Abdelwahed Motawakil knows. Or at least he thinks he does. Motawakil, 52, is secretary general of The Union of Faith and Social Charity, an Islamic group that, though the government and observers distinguish between it and the militants who were responsible for suicide attacks in Casablanca in 2003 that killed 50, is not officially recognised as a political party and is seen by many as 'potentially very dangerous'. A more moderate Islamic party has already made a serious impact on the street and in parliament, and is set for big gains in the elections this autumn.

'People turn to us and to Islam because we want a free political order where people are free to choose their leaders and a have a decent life, and because we fight for the fundamental right of a man to know his creator. We want a just system and spirituality. And the two cannot be separated,' he tells me. I list the recent reforms - the new law bolstering the rights of women, a form of peace and reconciliation process dealing with human rights abuses by the state, the king's well-thought-of human development initiatives, praised by Bayti and other NGOs in Casablanca. Motowakil dismisses them all. 'Are there any benefits for the Moroccan people?' he asks. 'Just for a small minority. We have a despotic, autocratic rule. The reforms are a game played by the monarchy to distract people's attention.'

Motawakil is the very picture of the modern Islamist politician. His language is reasonable and his message appeals to large numbers of ordinary Moroccans who are fed up with corrupt and incompetent local administrators. He insists that, if in power, his party would respect the will of the people. 'We are against violence. We do not believe that you can impose any solution by force. Democracy is the only practical possibility,' he says, nodding sincerely. 'This country has been Islamic for many centuries,' he says when I raise the 'resurgence of Islamism' that many analysts talk about. 'There is no identity problem.' But when asked who he thinks is responsible for the 9/11 attacks, he is too canny a politician to openly put forward the anti-semitic conspiracy theory that the attacks were the work of the Israeli secret services and the CIA, but he comes close. 'I don't believe that a man like bin Laden up in the mountains could do it, so it must have been someone else... there are powerful people who would benefit from something like that... There are international interests,' he says. Outside, the taxi driver who deposited me outside Motowakil's office an hour before has returned to tell me that he has since been questioned by the secret police about who I am.

### Data listing
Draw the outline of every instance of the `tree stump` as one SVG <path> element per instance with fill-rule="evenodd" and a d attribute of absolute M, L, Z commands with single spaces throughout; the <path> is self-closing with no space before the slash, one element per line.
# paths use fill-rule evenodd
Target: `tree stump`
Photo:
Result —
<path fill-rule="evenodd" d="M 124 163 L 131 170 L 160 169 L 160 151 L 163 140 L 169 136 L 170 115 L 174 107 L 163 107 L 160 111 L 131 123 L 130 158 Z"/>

### Problem description
Rewrite the passage about Abdelwahed Motawakil starting at "Abdelwahed Motawakil knows." and ending at "elections this autumn.", substituting "general secretary" for "secretary general".

### Response to the exercise
Abdelwahed Motawakil knows. Or at least he thinks he does. Motawakil, 52, is general secretary of The Union of Faith and Social Charity, an Islamic group that, though the government and observers distinguish between it and the militants who were responsible for suicide attacks in Casablanca in 2003 that killed 50, is not officially recognised as a political party and is seen by many as 'potentially very dangerous'. A more moderate Islamic party has already made a serious impact on the street and in parliament, and is set for big gains in the elections this autumn.